Assigned task 1 = In the doormen article, where were Wichmann's remains interred?
Assigned task 2 = Shorten the paragraph of the doormen article that begins "From those simple words," keeping its main facts.
Assigned task 3 = Transcribe everything in the doormen article from "What began as" down to "than two decades.".
*** Study text Section Begins ***
Company men

| 12 Oct 2016 | 04:13

What began as a casual wave from an Upper East Side doorman to a passer-by in 1994 grew into a remarkable friendship that lasted more than two decades.

You see, the passer-by, Bernhardt Wichmann III, known as “Ben,” handed the doorman, Jorge Grisales, a note that read, in part, “I can’t talk, but can hear.”

From those simple words, Wichmann and Grisales, a doorman at the Mayfair on East 74th Street, would cultivate a deep relationship. For years after their initial meeting, Wichmann would bring Grisales Spanish-language newspapers and coffee, and a year later, also to Grisales’ colleague, Juan Arias, when he too became a doorman at the Mayfair. The doormen, both from Medellin, Colombia, would talk and Ben would write.

“We made such a good connection with him. Juan and I come from the same place and it’s normal for us to share, help, and do things for people,” Grisales says.

Soon enough, the doormen learned that Wichmann lived in a single room a few doors from the Mayfair. The “doing things” included giving him clothes, food, making and taking calls for doctors’ appointments and also simply keeping company, sometimes with glasses of wine, at other times without.

Wichmann was 83 when he passed away in July, but not before an astonishing occurrence. The previous August, he checked into a hospital for an MRI. When the test was completed, he spoke — for the first time since 1983. “To me, it was a miracle that he could speak for the last months of his life,” Arias recalls.

Wichmann had served during the Korean War and Grisales and Arias, with the help of donations from neighborhood residents, paid for a military funeral and interred his remains at Calverton National Cemetery on Long Island.

Even without the shared bond with Wichmann, the connection between Grisales and Arias, co-winners of the 32BJ’s “Helping Hands” award this year, are considerable. Both are 52 and live in Queens. They attended to the same high school in Medellin and though they shared some of the same friends, weren’t close at the time.
*** Study text Section Ends ***
*** Dataset content Section Begins ***
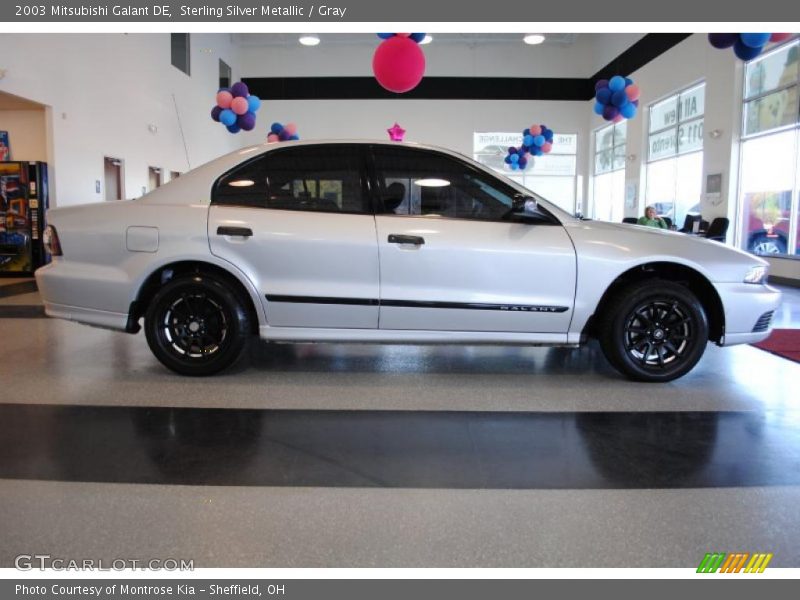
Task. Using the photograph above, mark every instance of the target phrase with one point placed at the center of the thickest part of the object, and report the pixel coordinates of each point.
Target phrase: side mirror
(523, 205)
*** Dataset content Section Ends ***
Answer 1 = At Calverton National Cemetery on Long Island.

Answer 2 = Wichmann and Grisales, a doorman at the Mayfair on East 74th Street, built a deep relationship. For years Wichmann brought Grisales Spanish-language newspapers and coffee. A year later he did the same for Juan Arias when Arias also became a Mayfair doorman. The two doormen, both from Medellin, Colombia, talked while Ben wrote.

Answer 3 =
What began as a casual wave from an Upper East Side doorman to a passer-by in 1994 grew into a remarkable friendship that lasted more than two decades.